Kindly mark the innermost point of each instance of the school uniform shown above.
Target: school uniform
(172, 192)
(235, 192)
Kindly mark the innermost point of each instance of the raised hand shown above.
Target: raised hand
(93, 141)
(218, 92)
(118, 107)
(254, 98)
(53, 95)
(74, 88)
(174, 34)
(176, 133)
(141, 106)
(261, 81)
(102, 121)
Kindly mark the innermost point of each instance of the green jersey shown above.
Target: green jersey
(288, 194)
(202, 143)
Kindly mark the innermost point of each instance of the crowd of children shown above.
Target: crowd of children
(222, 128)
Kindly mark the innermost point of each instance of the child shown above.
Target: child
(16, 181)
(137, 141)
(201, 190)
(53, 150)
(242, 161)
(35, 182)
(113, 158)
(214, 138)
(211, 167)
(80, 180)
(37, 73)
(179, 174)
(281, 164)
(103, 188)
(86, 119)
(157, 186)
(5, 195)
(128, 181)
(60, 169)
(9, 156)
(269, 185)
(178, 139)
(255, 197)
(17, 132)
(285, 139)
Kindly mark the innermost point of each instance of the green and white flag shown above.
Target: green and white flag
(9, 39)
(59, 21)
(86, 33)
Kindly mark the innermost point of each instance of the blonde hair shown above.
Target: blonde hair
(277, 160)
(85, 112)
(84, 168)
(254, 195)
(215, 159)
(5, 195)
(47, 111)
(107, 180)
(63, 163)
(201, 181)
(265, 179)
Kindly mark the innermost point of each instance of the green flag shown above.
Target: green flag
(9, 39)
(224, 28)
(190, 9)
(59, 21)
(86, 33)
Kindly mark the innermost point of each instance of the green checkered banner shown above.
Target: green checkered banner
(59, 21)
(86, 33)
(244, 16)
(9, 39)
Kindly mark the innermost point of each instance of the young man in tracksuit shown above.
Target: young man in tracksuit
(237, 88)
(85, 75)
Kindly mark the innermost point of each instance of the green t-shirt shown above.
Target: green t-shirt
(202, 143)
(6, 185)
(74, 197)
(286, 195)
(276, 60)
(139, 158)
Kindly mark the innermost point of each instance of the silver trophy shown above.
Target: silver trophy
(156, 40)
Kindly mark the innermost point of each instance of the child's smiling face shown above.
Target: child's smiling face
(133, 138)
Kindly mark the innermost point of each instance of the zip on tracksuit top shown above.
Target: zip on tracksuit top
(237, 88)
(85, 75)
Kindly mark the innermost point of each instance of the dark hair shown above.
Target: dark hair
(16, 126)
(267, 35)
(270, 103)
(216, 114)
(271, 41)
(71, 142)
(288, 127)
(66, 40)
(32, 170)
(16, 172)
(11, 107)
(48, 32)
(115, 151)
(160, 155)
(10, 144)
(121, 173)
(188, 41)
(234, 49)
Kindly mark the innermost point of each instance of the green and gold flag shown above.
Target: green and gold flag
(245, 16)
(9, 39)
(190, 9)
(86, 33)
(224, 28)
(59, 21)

◆ ◆ ◆ ◆ ◆

*TASK DIRECTIONS*.
Your answer should be the data above, retyped in full and unaltered.

*ANSWER TO THE EXERCISE*.
Kindly mark the innermost point of each instance of the school uniform shown above.
Target: school uniform
(172, 192)
(235, 192)
Kindly mark the innermost point of each instance of the raised hand shown above.
Target: raised hand
(93, 141)
(218, 92)
(118, 107)
(254, 98)
(53, 95)
(74, 88)
(174, 34)
(176, 133)
(141, 106)
(261, 81)
(102, 121)
Kindly mark the innermost point of each instance of the green jersey shown above.
Target: green jersey
(288, 194)
(202, 143)
Kindly mark the innermost point of each instance of the crowd of children shown above.
Target: crowd of children
(222, 128)
Kindly mark the innermost point of each instance of the child shown above.
Target: child
(16, 181)
(137, 141)
(201, 190)
(53, 150)
(242, 161)
(35, 182)
(113, 158)
(214, 138)
(211, 167)
(80, 180)
(37, 73)
(179, 174)
(281, 164)
(103, 188)
(86, 119)
(157, 186)
(5, 195)
(128, 181)
(60, 169)
(9, 156)
(269, 185)
(178, 139)
(255, 197)
(17, 132)
(285, 139)
Kindly mark the innermost point of each instance of the green and white flag shown above.
Target: green and white flag
(9, 39)
(59, 21)
(86, 33)
Kindly mark the innermost point of each instance of the blonde hair shown above.
Target: blonde hair
(277, 160)
(85, 112)
(84, 168)
(254, 195)
(215, 159)
(5, 195)
(47, 111)
(107, 180)
(63, 163)
(201, 181)
(265, 179)
Kindly mark the innermost point of each instance of the green flag shown above.
Target: green flag
(9, 39)
(224, 28)
(190, 9)
(59, 21)
(86, 33)
Kindly mark the innermost point of each instance of the green checkered banner shown above.
Target: green checkered banner
(59, 21)
(86, 33)
(244, 16)
(9, 39)
Kindly mark the innermost point of each instance of the young man in tracksuit shown above.
Target: young man in tracksuit
(237, 88)
(85, 75)
Kindly mark the innermost point of each instance of the green t-shirt shown above.
Target: green t-shirt
(202, 143)
(6, 185)
(74, 197)
(286, 195)
(276, 60)
(139, 158)
Kindly mark the innermost point of each instance of the silver trophy shown above.
Target: silver trophy
(156, 40)
Kindly mark the innermost point of each instance of the child's smiling face shown above.
Target: child's smiling face
(133, 138)
Kindly mark the innermost point of each instance of the zip on tracksuit top shown above.
Target: zip on tracksuit top
(237, 88)
(85, 75)
Kindly mark the innermost point of each instance of the dark hair shown above.
Target: dark hair
(16, 126)
(267, 35)
(270, 103)
(216, 114)
(271, 41)
(71, 142)
(288, 127)
(66, 40)
(32, 170)
(16, 172)
(11, 107)
(48, 32)
(115, 151)
(160, 155)
(10, 144)
(121, 173)
(188, 41)
(234, 49)
Kindly mark the innermost point of each instance of the green and gold flag shown above.
Target: green and gold flag
(245, 16)
(9, 39)
(190, 9)
(86, 33)
(224, 28)
(59, 21)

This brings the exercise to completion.